**WORK REQUIRED**.
From the first line of the records through the line containing "Draw the outline of every instance of the wood", retype every line exactly and nothing else.

**RECORDED DATA**.

========

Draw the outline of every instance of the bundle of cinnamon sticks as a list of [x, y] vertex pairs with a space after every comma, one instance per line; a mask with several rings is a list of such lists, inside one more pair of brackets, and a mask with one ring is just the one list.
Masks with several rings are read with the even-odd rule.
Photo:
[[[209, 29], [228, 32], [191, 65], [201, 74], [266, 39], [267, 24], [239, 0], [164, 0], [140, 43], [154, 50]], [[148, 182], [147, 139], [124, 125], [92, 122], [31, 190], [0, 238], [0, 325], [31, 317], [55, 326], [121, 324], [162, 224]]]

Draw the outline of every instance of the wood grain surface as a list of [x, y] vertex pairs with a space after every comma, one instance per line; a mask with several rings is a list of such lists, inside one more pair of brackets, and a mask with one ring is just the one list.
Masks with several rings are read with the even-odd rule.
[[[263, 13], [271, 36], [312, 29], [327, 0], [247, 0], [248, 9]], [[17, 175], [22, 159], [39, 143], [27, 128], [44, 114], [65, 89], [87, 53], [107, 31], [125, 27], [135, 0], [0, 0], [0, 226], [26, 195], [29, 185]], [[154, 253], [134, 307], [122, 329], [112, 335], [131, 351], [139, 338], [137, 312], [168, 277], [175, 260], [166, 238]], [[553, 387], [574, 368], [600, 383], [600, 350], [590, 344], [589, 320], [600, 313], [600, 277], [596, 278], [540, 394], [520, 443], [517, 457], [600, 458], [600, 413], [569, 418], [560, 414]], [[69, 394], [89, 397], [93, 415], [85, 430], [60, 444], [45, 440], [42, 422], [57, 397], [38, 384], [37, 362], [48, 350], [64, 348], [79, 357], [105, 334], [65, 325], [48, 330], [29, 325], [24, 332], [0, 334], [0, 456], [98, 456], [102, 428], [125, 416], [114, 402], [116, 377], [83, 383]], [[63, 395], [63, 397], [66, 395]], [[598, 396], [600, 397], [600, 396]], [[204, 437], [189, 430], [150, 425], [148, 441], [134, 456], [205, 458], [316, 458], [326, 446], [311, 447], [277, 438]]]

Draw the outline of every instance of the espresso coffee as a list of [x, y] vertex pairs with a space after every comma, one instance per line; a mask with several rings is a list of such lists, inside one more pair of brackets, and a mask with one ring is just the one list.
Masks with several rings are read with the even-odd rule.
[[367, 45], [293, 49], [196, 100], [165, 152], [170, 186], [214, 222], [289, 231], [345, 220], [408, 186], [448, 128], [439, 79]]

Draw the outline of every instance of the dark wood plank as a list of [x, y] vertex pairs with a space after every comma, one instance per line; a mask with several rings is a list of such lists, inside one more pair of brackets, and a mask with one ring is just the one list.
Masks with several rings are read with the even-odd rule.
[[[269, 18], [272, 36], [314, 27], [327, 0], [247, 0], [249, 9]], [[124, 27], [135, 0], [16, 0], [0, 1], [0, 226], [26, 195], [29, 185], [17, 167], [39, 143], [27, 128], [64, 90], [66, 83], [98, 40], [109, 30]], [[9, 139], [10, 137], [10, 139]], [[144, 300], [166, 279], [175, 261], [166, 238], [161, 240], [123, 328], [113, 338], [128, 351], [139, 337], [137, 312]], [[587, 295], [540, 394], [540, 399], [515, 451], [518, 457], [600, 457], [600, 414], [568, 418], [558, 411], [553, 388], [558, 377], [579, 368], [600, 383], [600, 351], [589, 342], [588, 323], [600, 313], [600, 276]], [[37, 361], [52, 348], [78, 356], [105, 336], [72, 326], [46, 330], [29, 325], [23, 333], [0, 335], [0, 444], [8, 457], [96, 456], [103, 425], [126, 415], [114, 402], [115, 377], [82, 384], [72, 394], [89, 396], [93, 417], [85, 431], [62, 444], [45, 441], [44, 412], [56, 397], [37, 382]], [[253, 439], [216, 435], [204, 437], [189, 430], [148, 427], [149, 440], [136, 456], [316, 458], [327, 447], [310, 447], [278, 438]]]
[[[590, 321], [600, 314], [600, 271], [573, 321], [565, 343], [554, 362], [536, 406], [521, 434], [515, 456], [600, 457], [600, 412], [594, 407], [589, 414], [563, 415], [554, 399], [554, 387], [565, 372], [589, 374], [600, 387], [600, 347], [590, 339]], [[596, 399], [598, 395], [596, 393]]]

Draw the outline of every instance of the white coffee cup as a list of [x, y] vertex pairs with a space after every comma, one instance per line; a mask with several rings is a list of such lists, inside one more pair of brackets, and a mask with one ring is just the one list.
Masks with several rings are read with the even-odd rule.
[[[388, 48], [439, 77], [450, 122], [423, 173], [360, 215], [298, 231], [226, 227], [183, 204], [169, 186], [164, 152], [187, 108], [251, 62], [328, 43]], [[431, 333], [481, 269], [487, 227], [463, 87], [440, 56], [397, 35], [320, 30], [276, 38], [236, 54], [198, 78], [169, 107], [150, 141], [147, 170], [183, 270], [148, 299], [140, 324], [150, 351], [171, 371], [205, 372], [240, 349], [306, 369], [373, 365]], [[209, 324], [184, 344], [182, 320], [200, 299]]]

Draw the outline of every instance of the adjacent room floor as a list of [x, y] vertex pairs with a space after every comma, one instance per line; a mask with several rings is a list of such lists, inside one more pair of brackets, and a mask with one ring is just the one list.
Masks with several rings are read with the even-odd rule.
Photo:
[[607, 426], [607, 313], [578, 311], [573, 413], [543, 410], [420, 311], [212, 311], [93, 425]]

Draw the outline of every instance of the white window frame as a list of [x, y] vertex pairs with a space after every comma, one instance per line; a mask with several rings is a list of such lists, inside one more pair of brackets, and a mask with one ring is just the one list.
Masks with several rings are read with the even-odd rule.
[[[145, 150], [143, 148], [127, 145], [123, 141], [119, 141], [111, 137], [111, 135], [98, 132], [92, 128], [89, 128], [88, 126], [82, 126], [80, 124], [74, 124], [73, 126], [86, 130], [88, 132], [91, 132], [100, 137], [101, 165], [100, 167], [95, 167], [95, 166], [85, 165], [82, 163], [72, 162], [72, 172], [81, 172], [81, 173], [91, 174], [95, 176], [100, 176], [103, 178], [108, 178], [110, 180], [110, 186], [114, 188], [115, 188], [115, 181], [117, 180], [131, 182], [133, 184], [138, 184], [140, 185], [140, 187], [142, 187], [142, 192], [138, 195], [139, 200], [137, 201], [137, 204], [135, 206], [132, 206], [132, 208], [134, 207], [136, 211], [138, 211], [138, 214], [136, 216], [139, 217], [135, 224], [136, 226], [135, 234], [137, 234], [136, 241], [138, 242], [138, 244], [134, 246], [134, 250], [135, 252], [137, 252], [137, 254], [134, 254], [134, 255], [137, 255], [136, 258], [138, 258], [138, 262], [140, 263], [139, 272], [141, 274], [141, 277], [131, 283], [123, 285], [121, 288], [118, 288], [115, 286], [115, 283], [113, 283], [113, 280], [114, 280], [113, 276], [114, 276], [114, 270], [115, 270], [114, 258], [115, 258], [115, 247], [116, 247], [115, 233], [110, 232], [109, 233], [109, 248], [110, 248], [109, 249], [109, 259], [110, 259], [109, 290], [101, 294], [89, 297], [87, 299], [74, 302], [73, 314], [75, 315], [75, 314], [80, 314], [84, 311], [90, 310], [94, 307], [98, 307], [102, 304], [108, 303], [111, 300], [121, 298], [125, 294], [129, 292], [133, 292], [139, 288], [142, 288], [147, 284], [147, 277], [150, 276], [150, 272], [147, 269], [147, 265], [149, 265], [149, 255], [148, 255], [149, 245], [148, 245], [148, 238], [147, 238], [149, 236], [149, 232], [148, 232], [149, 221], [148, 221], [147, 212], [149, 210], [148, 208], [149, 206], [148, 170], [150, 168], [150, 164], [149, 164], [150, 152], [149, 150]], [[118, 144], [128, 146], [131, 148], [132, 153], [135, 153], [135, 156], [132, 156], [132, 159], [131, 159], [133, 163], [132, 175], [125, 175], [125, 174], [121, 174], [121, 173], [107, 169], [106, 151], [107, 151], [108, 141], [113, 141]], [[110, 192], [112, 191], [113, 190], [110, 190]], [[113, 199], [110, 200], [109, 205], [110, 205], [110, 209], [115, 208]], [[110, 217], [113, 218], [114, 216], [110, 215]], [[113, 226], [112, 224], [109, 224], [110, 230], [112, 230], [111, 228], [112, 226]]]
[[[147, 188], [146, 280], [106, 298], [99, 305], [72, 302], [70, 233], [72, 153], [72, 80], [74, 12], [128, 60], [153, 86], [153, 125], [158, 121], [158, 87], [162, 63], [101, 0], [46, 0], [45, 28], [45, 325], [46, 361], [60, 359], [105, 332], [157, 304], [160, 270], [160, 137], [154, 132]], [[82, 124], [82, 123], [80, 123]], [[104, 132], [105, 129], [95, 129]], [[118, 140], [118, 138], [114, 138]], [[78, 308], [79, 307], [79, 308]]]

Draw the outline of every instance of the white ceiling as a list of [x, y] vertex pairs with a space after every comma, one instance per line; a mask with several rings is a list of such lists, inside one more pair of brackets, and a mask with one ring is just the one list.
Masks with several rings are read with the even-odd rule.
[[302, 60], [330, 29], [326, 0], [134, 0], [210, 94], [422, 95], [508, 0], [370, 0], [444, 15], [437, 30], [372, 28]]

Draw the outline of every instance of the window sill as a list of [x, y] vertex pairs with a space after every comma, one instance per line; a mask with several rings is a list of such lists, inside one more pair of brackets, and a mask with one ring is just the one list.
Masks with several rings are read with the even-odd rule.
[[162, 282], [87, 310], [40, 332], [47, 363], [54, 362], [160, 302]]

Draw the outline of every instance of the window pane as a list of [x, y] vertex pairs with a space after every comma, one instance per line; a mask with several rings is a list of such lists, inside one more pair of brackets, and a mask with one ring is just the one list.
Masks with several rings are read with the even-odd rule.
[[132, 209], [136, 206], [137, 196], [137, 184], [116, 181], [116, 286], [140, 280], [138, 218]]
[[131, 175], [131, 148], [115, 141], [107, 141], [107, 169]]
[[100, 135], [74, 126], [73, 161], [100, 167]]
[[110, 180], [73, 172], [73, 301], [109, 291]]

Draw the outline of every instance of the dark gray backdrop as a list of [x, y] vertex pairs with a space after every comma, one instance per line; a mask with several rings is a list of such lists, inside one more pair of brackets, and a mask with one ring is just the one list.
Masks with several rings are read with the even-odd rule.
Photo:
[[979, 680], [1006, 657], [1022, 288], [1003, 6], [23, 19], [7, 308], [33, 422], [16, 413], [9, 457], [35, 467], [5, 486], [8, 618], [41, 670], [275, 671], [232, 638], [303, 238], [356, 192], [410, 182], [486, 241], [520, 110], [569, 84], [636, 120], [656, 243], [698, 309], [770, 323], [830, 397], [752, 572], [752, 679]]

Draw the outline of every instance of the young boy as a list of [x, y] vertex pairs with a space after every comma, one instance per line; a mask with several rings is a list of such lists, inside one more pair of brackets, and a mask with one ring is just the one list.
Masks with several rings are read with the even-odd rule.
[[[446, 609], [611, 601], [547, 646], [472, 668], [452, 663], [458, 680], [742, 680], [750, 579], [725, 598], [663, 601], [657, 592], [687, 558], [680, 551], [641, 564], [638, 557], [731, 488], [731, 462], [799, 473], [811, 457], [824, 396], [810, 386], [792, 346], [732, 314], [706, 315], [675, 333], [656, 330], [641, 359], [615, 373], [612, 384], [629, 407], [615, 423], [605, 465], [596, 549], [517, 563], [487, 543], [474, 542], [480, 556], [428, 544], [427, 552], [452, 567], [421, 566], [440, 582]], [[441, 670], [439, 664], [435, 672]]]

========

**SOLUTION BELOW**.
Draw the outline of every instance of the bundle of cinnamon sticks as a list of [x, y] vertex pairs with a space after every comma, one instance per line; a mask with several rings is a list of such lists, inside one more pair of brackets, and a mask with one ring is just the one list.
Masks with several rings are read with the even-odd rule.
Photo:
[[[209, 29], [228, 32], [191, 65], [201, 74], [266, 39], [267, 24], [239, 0], [164, 0], [140, 43], [154, 50]], [[148, 182], [147, 139], [124, 125], [92, 122], [31, 190], [0, 238], [0, 325], [31, 317], [55, 326], [121, 324], [162, 224]]]

Draw the outline of every instance of the wood grain surface as a list of [x, y] vertex pairs with a space after every comma, one instance per line; a mask with several rings is a list of such lists, inside one more pair of brackets, and a mask with one ring is just the one list.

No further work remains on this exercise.